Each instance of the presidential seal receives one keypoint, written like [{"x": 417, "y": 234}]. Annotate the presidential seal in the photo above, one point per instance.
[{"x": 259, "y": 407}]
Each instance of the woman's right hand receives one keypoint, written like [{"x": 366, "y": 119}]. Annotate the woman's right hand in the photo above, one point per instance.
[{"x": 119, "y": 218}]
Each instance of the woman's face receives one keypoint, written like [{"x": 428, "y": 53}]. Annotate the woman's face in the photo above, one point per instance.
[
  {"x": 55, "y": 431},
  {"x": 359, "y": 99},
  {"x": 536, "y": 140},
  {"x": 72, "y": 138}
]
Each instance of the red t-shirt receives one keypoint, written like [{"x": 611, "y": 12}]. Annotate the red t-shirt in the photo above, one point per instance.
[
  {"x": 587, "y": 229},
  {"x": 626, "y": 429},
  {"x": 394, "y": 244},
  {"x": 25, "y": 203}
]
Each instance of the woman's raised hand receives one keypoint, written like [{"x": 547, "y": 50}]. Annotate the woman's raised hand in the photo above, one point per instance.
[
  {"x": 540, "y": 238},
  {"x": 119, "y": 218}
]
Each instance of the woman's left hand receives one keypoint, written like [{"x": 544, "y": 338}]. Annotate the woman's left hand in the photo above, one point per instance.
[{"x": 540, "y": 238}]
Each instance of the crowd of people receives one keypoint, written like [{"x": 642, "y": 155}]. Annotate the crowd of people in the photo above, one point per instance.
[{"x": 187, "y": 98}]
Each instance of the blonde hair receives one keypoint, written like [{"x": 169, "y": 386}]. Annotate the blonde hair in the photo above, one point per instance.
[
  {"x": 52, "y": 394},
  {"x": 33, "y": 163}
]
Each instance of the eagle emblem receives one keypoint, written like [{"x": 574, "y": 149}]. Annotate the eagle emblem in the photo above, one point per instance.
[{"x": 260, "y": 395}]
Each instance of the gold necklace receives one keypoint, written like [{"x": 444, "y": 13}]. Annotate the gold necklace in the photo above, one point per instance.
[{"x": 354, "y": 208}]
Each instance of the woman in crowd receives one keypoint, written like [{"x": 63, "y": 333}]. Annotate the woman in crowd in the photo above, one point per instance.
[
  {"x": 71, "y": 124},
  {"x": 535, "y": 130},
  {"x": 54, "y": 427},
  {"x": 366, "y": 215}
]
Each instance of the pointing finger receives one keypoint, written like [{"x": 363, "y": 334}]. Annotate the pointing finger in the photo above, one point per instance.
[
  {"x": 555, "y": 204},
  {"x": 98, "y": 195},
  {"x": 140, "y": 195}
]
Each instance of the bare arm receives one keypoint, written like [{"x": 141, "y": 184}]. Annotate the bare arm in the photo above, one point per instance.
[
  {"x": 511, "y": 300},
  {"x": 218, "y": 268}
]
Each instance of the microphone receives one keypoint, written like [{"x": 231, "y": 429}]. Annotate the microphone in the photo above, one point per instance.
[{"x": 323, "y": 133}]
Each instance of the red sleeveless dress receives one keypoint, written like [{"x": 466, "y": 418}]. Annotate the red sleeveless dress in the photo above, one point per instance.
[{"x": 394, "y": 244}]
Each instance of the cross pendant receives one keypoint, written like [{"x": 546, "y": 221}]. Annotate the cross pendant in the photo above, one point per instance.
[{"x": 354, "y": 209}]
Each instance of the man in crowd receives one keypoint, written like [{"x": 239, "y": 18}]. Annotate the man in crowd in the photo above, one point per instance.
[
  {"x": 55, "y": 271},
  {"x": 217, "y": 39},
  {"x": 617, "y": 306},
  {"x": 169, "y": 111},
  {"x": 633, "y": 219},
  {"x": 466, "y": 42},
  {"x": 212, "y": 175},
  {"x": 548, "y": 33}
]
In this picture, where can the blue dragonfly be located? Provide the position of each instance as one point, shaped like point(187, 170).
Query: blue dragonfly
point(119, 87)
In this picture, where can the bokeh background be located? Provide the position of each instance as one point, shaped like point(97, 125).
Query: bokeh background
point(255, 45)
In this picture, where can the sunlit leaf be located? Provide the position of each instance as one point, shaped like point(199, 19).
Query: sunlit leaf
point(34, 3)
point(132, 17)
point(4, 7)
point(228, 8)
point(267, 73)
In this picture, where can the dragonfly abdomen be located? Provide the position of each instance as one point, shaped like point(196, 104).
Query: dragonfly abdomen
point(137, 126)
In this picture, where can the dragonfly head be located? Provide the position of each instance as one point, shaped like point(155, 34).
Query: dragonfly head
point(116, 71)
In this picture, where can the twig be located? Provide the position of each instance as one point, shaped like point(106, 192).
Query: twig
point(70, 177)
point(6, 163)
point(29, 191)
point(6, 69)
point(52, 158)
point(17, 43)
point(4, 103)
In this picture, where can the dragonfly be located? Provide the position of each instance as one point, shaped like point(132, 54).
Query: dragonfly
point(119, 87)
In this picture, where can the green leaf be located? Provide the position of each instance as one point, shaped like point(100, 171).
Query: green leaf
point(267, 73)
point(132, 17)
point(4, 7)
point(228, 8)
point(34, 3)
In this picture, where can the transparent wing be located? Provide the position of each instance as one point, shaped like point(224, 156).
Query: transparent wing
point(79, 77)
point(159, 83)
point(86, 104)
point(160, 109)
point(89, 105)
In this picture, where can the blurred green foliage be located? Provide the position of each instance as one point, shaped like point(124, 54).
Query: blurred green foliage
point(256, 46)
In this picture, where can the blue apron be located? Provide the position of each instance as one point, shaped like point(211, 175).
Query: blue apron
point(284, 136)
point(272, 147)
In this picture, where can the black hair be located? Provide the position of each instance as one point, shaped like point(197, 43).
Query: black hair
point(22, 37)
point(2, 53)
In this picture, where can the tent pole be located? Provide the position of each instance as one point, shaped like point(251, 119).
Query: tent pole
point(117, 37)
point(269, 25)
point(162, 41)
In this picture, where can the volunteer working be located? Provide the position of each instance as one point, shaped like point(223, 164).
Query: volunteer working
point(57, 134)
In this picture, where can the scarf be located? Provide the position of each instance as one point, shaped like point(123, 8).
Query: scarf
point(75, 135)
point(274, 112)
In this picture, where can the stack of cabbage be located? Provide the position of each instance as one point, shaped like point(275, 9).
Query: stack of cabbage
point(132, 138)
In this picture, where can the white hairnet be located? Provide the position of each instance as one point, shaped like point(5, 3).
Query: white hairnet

# # #

Copy every line from the data that includes the string "hairnet".

In this picture, where can the white hairnet be located? Provide the position of each instance as one point, shaped like point(5, 3).
Query: white hairnet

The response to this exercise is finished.